## [What you should do]
Copy the entries below, substituting "mark" for every "indicate" and keeping everything else the same.
-- Information provided start --
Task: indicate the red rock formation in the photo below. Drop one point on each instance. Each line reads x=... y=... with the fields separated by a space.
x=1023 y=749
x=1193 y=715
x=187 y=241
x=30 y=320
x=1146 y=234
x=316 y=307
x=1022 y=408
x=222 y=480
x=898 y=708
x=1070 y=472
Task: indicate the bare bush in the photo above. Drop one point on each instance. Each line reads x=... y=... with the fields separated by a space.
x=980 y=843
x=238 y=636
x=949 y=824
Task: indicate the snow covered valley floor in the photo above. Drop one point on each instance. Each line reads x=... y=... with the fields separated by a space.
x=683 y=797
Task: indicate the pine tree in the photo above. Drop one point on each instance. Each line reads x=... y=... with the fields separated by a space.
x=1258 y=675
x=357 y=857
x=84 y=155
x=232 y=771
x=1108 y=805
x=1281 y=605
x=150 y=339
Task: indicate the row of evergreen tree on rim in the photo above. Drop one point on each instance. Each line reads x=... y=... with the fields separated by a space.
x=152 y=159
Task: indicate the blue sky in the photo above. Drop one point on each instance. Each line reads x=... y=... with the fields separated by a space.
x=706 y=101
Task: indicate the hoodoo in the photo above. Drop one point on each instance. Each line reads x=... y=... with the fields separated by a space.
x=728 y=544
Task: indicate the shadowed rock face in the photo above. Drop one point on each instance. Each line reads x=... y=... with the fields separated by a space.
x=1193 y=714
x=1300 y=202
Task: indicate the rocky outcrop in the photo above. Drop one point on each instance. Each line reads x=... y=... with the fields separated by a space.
-- Information provided end --
## [Exercise solution]
Task: mark the red rock formation in the photo below. Drop one point on each instance. Each line reads x=... y=... with the fields separated by a space.
x=1023 y=749
x=1193 y=715
x=187 y=241
x=30 y=320
x=1146 y=234
x=316 y=307
x=1022 y=408
x=222 y=480
x=898 y=708
x=1070 y=472
Task: mark the bare bush in the photo above. Drop one point on each instance. Each line reads x=... y=... with the fields separated by a space.
x=980 y=843
x=238 y=636
x=949 y=824
Task: mark the snow covered valley floor in the photo above. Drop one point on each instance. Each line reads x=... y=... with the fields separated by a space.
x=683 y=797
Task: mark the pine tree in the photo above. Drop one point on each instance. Each line reads x=... y=... with the fields separated by a space.
x=1258 y=675
x=357 y=857
x=84 y=155
x=232 y=771
x=1108 y=805
x=1281 y=605
x=150 y=339
Task: mark the row of evergreen tree on rim in the photo above. Drop one point on each instance. Each line reads x=... y=... with the fields separated by a space.
x=152 y=159
Task: mark the blue sky in the photo above. Drop one point on each instance. Each line reads x=... y=... with the fields separated by a space.
x=706 y=101
Task: mark the hoodoo in the photo above. Drop one point on each instance. Each line reads x=... y=... with the fields separated by a space.
x=728 y=544
Task: mark the shadowed rock face in the photo above. Drop one point on each instance. Each line reads x=... y=... with the fields separated by a space.
x=1193 y=714
x=1300 y=202
Task: mark the rocky outcrop in the photo above. Drop one point on each instance. Each line reads x=... y=... with the fields separated by a space.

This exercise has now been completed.